■ **DESCRIPTION OF THE TASK**
Identify each line below that contains the word "banner" and copy those lines out in full.
+++++
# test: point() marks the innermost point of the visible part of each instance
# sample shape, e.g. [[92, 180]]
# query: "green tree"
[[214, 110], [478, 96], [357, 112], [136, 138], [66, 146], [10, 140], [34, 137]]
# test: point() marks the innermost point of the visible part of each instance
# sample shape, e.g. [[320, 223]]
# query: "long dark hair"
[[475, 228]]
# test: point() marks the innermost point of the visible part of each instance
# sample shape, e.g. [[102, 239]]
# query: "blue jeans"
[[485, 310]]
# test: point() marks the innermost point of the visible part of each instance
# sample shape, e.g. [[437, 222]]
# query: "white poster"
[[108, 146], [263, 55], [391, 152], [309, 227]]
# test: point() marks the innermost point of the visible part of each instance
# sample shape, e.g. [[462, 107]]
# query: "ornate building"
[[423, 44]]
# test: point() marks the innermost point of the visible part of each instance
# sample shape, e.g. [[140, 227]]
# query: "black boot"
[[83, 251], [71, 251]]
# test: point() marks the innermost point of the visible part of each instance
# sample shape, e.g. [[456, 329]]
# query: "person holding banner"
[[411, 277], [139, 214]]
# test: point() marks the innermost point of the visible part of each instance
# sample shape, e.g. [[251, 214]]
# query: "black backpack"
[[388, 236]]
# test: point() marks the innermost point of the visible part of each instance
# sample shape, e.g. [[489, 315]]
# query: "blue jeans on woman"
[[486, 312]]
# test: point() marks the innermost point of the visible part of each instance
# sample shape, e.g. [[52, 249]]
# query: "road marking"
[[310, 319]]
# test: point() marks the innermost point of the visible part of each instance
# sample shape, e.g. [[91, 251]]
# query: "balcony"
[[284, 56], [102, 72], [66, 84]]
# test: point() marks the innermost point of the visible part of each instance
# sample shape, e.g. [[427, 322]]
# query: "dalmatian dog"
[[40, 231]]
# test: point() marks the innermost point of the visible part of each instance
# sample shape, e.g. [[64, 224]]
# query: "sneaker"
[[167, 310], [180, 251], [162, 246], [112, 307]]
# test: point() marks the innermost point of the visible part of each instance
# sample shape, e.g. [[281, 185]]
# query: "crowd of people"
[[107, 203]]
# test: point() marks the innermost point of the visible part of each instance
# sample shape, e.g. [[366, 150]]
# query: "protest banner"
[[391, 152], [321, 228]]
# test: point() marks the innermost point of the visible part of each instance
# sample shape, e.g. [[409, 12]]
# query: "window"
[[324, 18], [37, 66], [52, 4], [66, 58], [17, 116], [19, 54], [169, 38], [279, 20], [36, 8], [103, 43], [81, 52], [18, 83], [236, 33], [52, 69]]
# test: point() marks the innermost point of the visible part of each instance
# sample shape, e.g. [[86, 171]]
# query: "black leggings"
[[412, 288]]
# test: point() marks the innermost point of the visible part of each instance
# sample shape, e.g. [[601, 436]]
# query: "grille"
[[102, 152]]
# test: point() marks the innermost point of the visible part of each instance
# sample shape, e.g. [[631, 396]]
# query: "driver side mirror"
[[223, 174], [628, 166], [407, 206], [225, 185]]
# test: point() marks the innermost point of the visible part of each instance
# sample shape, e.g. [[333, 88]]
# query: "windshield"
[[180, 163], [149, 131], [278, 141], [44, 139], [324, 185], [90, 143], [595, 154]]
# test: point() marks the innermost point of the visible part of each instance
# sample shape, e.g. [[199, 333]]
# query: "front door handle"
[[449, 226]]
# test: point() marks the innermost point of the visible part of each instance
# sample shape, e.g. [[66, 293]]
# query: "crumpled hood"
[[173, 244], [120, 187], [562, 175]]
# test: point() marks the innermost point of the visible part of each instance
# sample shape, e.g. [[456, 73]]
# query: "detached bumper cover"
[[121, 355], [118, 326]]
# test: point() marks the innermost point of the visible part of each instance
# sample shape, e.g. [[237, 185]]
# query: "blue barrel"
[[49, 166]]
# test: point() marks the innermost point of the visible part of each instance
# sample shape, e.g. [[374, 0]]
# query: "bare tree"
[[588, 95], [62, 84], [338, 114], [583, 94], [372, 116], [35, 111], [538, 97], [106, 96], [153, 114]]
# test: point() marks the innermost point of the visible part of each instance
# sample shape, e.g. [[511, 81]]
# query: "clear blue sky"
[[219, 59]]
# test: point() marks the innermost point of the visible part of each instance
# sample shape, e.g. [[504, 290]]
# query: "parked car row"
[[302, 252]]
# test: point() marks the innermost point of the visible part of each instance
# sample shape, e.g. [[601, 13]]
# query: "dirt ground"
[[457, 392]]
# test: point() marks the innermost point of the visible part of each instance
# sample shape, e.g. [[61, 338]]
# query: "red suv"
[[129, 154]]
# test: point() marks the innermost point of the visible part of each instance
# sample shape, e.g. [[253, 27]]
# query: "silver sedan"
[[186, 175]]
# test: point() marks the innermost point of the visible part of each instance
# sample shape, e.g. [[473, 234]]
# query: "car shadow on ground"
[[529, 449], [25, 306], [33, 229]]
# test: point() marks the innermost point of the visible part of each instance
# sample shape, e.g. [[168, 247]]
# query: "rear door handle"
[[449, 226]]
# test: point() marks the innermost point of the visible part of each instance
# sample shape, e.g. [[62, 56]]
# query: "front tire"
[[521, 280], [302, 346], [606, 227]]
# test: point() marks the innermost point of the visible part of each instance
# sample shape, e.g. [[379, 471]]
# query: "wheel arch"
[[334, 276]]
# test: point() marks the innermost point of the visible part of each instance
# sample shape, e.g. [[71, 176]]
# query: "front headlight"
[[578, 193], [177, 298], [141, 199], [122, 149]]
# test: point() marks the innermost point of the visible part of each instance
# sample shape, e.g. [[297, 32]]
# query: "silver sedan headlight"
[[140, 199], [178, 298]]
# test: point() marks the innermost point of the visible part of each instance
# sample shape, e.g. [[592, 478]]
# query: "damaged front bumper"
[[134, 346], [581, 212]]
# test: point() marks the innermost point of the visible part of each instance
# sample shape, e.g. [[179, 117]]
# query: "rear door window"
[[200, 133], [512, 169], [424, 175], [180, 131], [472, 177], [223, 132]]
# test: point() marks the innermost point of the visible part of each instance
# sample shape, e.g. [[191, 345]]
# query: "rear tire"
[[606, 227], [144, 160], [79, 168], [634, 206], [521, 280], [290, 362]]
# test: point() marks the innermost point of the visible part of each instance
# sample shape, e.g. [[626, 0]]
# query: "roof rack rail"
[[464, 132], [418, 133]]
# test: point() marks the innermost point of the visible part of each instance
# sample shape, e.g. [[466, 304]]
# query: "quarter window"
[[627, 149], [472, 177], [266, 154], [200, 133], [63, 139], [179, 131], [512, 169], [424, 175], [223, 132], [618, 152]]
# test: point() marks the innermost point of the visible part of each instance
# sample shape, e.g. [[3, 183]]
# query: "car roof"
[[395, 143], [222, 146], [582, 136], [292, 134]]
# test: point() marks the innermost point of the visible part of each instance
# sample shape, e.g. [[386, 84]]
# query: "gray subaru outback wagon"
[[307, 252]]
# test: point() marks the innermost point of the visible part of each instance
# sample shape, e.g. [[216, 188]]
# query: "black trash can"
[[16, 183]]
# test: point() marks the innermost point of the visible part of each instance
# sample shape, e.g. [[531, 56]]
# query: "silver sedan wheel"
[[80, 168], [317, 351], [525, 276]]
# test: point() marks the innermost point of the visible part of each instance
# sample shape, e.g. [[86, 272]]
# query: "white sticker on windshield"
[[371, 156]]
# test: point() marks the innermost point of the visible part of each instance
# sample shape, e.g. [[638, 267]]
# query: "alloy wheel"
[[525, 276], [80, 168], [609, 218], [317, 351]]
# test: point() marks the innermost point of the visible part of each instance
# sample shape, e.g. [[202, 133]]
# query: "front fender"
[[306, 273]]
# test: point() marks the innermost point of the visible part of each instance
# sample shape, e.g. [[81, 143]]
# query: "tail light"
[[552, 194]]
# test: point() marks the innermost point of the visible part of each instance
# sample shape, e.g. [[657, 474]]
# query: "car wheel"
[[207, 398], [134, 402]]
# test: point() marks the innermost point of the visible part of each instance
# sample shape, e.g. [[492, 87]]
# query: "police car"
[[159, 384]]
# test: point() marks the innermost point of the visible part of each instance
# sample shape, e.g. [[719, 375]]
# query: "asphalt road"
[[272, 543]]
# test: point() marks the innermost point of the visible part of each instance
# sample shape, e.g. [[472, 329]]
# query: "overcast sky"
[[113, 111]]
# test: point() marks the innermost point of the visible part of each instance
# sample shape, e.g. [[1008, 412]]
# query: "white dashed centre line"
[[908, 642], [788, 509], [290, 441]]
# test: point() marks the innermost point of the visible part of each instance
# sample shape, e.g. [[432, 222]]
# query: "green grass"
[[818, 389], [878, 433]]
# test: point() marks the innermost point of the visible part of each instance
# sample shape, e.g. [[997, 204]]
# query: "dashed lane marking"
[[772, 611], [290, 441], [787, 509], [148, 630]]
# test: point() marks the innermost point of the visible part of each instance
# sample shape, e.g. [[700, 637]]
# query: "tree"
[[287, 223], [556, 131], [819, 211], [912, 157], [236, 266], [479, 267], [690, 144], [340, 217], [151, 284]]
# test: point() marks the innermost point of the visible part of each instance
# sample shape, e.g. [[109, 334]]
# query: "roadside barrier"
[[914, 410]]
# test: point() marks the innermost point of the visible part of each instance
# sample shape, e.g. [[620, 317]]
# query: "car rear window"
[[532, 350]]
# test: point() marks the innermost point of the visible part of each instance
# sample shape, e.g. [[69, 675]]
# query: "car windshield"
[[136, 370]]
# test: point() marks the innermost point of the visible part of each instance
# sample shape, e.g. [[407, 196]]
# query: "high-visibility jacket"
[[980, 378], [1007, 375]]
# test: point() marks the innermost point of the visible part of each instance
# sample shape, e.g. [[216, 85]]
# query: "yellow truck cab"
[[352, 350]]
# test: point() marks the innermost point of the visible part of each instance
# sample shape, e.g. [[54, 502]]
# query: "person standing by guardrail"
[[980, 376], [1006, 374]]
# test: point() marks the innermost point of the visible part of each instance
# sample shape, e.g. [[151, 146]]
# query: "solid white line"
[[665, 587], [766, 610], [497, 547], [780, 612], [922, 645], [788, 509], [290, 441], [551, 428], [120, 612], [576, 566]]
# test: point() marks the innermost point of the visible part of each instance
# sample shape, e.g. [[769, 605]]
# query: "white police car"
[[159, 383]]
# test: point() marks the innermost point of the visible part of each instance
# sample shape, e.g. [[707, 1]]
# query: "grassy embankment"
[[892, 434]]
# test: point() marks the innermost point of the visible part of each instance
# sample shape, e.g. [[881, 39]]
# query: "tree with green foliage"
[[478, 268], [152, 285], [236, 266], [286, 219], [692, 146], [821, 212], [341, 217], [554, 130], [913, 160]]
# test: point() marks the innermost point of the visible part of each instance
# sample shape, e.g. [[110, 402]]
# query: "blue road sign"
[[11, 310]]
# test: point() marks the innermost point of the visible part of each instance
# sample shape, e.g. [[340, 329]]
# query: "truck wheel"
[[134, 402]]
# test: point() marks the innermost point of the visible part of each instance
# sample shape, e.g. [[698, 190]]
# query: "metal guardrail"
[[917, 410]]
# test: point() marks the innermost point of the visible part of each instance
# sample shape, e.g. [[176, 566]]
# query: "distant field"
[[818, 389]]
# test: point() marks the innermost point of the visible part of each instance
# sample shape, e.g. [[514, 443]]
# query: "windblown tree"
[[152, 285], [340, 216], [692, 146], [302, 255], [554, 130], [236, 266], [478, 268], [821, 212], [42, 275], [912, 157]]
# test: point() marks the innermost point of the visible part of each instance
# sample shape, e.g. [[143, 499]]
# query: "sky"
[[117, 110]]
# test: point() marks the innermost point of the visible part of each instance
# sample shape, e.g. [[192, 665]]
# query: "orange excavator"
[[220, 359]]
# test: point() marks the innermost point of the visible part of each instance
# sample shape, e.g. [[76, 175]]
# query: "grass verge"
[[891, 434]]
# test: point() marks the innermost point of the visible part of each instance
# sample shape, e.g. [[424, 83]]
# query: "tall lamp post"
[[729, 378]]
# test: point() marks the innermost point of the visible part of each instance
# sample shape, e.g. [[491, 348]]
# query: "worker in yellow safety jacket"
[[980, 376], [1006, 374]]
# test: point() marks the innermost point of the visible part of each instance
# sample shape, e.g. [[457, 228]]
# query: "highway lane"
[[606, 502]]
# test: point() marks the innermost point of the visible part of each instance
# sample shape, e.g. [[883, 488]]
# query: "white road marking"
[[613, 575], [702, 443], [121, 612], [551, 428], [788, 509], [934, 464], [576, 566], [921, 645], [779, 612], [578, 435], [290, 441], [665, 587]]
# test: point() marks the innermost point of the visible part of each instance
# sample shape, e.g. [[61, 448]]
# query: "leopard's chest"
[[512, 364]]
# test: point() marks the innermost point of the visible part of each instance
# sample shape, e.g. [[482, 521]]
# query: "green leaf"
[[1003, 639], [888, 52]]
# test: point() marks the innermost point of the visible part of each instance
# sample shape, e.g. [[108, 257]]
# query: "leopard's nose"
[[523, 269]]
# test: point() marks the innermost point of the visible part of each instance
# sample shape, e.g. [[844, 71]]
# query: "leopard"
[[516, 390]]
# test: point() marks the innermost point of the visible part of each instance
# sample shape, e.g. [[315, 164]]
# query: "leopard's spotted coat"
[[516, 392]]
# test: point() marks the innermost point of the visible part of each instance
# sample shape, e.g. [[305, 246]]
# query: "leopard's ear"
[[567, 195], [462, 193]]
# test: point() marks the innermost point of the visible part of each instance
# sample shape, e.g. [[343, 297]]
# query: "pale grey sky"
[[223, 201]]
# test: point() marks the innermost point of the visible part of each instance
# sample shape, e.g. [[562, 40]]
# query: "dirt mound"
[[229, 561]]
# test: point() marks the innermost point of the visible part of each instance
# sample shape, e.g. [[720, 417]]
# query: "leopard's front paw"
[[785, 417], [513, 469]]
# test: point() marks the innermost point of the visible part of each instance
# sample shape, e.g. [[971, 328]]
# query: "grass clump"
+++++
■ **SOLUTION**
# query: "person holding banner"
# query: "protest banner"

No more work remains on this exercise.